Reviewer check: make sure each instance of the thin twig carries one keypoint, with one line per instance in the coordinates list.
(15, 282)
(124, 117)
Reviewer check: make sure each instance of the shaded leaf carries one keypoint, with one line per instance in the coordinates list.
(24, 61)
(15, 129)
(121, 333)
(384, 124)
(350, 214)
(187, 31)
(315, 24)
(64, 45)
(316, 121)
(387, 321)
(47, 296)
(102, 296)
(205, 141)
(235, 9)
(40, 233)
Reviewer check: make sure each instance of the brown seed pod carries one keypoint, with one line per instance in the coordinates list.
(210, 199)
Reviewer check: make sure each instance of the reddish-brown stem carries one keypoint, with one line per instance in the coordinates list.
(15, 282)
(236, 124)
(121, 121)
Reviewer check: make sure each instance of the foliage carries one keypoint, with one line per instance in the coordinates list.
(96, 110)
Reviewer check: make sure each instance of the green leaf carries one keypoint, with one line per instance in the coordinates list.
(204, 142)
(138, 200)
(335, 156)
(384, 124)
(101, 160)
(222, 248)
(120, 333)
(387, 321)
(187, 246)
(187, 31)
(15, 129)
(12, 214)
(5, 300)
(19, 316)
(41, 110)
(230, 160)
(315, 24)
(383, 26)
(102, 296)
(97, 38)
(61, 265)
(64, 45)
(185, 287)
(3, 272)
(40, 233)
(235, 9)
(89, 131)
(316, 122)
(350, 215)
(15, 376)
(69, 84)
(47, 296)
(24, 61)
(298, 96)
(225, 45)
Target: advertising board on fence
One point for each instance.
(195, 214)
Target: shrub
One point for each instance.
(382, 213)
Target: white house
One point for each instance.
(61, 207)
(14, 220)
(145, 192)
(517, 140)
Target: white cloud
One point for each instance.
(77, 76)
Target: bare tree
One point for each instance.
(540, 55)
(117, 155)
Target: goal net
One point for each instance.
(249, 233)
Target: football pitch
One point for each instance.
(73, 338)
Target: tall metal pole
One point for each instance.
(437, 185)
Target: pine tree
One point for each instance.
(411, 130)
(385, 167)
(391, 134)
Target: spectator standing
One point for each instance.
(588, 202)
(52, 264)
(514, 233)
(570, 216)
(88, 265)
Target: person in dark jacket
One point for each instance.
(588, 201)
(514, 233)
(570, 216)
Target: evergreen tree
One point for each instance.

* * *

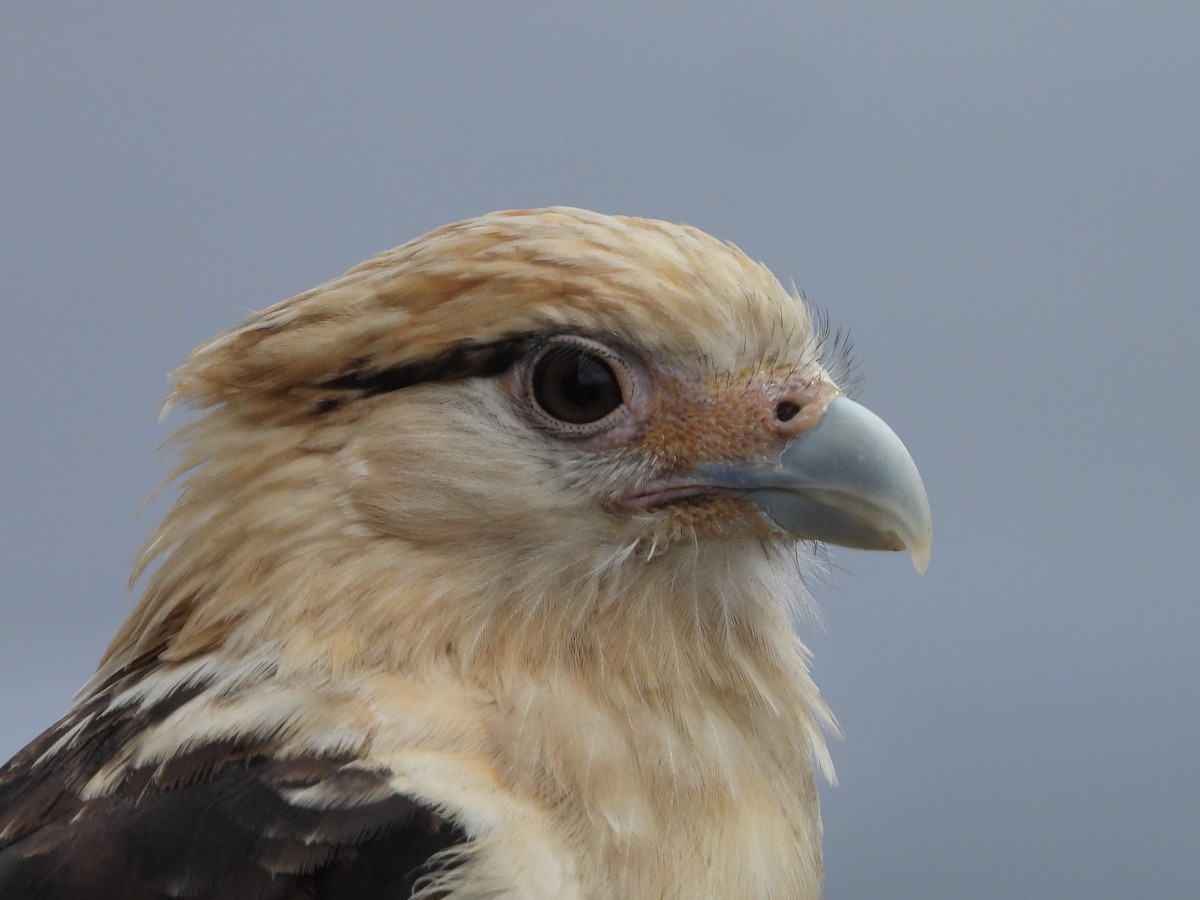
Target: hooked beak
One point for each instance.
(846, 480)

---

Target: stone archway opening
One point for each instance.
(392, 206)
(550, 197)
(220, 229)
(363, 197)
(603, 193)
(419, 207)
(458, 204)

◆ Problem requirements ◆
Among the lines of the material, some contain the string "tree". State how many, and nothing more.

◆ Exercise output ◆
3